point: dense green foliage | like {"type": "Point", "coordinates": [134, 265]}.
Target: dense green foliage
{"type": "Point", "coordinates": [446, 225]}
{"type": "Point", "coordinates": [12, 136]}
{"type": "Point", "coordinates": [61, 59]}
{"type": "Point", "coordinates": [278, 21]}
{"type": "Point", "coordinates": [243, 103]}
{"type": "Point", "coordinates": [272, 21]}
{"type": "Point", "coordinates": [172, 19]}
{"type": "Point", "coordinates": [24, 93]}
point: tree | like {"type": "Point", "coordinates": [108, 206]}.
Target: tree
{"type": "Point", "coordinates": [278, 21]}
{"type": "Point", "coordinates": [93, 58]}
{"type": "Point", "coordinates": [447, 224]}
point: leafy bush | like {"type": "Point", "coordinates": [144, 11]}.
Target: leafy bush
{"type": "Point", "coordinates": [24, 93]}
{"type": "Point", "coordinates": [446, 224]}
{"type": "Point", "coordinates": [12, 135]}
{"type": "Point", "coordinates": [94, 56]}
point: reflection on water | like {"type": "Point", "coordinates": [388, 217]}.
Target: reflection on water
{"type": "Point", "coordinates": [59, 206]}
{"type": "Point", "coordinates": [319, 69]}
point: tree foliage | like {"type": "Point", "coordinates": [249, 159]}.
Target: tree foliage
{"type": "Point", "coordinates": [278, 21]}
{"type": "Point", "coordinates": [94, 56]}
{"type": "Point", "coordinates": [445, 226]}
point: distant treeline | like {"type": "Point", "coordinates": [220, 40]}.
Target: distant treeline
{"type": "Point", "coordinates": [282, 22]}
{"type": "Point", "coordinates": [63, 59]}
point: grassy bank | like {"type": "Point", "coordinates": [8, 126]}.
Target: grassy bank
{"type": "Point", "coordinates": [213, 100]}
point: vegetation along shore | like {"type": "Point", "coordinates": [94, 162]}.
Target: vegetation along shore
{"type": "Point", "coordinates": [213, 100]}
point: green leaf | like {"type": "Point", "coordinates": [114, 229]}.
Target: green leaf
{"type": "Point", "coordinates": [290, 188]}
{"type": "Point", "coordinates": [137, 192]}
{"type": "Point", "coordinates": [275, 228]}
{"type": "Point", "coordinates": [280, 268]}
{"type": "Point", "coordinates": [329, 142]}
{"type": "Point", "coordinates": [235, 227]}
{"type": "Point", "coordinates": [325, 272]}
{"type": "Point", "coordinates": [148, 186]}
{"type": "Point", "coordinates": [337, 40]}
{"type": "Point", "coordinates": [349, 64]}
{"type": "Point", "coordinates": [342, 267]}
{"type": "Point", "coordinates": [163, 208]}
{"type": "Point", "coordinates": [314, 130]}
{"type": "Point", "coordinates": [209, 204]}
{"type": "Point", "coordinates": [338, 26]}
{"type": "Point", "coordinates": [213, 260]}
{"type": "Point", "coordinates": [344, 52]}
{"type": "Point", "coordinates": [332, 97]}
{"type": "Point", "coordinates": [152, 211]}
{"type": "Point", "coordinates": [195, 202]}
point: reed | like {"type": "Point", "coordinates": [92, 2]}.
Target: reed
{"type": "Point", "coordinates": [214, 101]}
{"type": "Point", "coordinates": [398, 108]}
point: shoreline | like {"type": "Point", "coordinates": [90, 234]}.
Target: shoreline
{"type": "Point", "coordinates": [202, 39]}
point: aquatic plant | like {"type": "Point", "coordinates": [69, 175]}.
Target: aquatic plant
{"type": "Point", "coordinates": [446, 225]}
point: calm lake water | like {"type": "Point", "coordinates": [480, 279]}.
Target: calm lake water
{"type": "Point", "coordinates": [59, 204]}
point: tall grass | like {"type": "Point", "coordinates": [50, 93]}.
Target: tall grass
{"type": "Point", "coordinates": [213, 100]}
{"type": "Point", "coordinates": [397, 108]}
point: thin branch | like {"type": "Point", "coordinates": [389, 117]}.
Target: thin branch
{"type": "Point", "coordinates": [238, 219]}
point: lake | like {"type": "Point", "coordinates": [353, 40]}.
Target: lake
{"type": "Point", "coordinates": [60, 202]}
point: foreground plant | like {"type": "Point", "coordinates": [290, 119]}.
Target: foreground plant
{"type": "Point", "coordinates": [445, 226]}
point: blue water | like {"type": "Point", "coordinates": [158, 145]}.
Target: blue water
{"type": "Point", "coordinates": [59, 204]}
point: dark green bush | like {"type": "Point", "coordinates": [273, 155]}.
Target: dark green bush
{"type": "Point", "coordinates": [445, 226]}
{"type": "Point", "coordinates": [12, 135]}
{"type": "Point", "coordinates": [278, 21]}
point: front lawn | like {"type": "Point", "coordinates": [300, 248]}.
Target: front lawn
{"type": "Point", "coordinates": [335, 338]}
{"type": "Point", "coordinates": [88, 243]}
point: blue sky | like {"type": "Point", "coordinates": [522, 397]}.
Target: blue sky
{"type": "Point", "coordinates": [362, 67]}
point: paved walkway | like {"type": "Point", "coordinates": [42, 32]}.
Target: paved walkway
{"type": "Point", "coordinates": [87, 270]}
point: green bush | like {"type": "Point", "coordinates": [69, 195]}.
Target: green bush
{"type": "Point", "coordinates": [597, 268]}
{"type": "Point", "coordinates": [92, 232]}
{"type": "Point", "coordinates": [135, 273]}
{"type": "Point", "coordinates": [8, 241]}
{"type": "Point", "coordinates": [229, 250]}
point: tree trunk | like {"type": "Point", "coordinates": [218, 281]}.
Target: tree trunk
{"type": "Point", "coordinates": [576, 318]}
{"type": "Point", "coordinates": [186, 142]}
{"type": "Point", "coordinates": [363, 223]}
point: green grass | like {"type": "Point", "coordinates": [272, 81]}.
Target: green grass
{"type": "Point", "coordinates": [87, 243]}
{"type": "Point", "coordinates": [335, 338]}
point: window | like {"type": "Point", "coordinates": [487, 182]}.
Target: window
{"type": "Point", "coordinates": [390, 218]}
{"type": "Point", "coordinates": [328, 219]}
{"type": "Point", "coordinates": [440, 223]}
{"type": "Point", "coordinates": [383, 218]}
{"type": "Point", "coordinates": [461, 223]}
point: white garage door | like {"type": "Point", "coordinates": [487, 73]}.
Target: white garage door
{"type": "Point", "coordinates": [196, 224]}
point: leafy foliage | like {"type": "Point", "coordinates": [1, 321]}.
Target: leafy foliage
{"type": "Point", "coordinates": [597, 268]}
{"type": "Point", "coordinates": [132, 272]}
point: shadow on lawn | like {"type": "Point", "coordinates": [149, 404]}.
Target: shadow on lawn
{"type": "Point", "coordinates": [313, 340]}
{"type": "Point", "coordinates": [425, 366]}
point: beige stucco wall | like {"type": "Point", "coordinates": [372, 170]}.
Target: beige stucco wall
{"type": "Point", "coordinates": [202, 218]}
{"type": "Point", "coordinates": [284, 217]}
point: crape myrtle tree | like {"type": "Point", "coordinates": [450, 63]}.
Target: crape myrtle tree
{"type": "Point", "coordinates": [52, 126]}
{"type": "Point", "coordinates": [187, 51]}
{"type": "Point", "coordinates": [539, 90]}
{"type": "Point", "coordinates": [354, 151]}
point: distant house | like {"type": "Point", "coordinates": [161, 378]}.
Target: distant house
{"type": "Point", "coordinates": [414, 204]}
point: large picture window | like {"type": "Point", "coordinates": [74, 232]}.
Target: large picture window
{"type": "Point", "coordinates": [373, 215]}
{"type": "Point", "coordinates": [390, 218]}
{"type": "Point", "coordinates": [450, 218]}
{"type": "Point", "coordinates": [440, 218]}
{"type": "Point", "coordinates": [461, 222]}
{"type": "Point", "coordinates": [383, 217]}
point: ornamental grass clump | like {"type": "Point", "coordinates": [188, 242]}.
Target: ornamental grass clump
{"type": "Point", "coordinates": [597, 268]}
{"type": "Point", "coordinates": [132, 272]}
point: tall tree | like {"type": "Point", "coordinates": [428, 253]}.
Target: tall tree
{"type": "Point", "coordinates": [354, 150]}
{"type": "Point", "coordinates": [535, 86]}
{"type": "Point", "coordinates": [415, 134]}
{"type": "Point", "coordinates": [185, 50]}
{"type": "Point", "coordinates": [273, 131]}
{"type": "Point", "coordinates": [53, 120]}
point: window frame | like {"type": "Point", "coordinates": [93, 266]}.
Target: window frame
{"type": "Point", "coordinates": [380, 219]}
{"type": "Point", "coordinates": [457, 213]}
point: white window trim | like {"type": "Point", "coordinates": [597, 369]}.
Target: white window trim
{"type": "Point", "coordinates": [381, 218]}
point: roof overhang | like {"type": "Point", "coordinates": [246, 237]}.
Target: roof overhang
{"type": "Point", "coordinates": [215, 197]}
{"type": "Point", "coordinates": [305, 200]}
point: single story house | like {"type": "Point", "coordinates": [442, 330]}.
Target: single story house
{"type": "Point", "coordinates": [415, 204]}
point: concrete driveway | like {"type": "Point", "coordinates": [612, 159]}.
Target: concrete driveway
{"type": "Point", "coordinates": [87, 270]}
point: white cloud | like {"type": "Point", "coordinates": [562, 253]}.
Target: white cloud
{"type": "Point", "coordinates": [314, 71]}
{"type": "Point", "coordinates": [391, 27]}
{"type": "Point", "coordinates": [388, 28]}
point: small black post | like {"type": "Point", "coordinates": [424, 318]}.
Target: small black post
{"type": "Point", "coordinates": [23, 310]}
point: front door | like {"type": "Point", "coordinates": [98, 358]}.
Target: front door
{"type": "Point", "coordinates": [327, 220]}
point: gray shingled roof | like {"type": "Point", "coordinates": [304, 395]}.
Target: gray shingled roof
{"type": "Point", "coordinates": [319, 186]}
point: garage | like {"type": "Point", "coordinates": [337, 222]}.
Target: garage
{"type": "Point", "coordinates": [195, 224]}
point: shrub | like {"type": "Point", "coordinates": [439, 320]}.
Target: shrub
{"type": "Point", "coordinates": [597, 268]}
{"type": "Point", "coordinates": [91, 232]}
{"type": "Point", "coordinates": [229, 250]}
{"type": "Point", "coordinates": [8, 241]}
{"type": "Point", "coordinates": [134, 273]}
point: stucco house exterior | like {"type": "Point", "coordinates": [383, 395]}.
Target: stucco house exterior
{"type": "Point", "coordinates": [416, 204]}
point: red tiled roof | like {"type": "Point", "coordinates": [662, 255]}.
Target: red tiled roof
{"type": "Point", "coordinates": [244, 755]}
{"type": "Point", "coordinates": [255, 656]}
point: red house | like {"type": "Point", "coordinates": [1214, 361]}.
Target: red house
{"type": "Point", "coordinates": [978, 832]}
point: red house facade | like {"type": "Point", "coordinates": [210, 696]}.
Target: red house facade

*DIRECTIONS FOR THIS TASK*.
Go through the material above and copy each line that has the word "facade".

*SOLUTION TO THIS TASK*.
point: red house facade | like {"type": "Point", "coordinates": [210, 696]}.
Target: red house facade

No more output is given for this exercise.